[Named-object pointing records]
---+---

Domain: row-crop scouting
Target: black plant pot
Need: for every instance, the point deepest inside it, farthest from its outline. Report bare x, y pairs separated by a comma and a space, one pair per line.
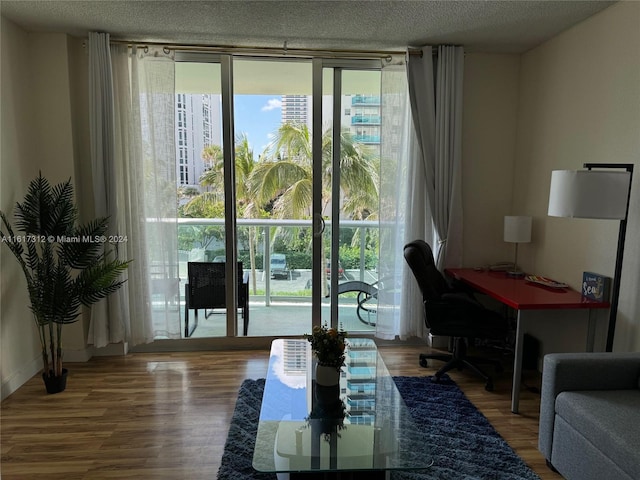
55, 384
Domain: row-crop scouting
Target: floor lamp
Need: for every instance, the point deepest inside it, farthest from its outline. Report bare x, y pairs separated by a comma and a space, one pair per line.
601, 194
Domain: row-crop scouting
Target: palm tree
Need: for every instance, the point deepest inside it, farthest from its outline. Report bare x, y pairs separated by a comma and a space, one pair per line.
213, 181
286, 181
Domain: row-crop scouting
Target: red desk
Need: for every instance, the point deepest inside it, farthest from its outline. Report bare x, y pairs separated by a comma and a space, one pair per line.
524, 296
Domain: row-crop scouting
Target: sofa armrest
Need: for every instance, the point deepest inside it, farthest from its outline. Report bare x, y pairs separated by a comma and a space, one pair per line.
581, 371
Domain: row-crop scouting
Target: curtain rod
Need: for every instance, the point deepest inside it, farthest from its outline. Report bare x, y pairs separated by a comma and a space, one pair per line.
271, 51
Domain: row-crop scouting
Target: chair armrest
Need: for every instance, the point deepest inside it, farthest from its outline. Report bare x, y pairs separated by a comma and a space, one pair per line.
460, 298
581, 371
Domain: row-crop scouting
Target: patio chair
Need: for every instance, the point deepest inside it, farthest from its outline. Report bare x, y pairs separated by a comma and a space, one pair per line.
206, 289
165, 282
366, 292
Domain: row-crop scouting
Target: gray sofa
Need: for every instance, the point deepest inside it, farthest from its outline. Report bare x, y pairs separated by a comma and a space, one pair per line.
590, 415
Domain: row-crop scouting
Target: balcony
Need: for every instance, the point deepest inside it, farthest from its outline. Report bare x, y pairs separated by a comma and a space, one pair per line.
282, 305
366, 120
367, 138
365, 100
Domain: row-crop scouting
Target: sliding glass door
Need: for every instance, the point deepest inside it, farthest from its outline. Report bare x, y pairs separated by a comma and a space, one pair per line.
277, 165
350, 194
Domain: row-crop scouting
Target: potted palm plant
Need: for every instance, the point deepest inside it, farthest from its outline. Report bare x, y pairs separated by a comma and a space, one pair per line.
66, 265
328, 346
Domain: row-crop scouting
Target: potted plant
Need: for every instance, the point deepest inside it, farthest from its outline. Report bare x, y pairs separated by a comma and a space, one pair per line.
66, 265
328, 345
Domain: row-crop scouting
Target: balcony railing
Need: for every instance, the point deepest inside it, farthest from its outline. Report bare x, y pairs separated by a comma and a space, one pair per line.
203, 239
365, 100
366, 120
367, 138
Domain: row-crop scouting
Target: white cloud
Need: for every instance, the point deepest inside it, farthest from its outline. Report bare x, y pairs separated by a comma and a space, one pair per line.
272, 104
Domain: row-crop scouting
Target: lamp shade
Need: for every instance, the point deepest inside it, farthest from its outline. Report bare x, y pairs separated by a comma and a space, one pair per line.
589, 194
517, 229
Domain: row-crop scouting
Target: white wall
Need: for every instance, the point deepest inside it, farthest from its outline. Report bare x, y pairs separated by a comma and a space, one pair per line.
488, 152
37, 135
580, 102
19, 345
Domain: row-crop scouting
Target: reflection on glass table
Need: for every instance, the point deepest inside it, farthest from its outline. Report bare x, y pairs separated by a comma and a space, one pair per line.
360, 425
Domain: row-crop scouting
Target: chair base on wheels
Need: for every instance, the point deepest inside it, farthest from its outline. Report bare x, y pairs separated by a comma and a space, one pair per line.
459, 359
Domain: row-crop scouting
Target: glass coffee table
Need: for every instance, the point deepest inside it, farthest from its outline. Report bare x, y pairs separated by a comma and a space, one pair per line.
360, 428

---+---

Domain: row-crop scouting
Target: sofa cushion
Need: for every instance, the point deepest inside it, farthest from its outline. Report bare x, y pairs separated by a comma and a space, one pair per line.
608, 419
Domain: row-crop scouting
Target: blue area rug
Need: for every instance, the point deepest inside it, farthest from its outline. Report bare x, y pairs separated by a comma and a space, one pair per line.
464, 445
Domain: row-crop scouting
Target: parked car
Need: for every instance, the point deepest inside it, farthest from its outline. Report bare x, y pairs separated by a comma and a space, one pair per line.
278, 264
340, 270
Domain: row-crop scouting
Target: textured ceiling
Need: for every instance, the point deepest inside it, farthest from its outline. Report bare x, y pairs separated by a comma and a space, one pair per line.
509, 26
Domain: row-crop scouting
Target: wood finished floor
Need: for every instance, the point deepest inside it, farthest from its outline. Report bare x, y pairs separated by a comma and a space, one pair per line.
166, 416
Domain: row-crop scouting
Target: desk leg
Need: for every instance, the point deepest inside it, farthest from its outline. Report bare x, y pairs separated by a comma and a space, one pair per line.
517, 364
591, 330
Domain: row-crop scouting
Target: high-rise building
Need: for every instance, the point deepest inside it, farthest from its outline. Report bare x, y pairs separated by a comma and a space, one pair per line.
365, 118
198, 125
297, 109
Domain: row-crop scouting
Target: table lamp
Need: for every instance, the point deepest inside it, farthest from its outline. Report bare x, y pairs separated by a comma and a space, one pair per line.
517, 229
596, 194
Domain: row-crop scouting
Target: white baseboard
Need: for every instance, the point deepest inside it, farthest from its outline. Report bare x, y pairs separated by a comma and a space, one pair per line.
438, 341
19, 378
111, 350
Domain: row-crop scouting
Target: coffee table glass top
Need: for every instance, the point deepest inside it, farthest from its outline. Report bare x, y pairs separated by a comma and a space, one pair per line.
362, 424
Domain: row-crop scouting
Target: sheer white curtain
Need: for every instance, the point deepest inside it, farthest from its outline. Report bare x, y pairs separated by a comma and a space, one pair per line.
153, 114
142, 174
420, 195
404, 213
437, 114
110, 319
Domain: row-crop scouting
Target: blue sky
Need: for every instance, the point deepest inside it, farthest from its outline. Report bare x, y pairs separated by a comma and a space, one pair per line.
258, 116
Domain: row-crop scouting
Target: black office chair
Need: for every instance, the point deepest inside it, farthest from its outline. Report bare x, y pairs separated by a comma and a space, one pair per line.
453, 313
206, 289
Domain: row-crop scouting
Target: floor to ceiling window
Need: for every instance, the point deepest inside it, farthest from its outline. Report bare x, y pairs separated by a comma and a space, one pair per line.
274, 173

---+---

**Work to do:** Pick out every line of the records above that contains the string "table", and copy each one.

**Solved problem:**
Target: reflection on glass table
Target: glass coffee table
Target: table lamp
Target: coffee table glass top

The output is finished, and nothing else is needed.